WHAT IS BEING ASKED = Copy the listing below word for word, keeping every line and character unchanged.

SOURCE DATA =
# # # # # # #
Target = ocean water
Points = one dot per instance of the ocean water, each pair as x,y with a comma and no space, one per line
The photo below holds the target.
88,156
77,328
# # # # # # #
EXERCISE RESULT =
Target = ocean water
Points = one dot per instance of the ocean water, each pair as x,y with a comma and no space, one per line
The photo below holds the target.
88,156
77,328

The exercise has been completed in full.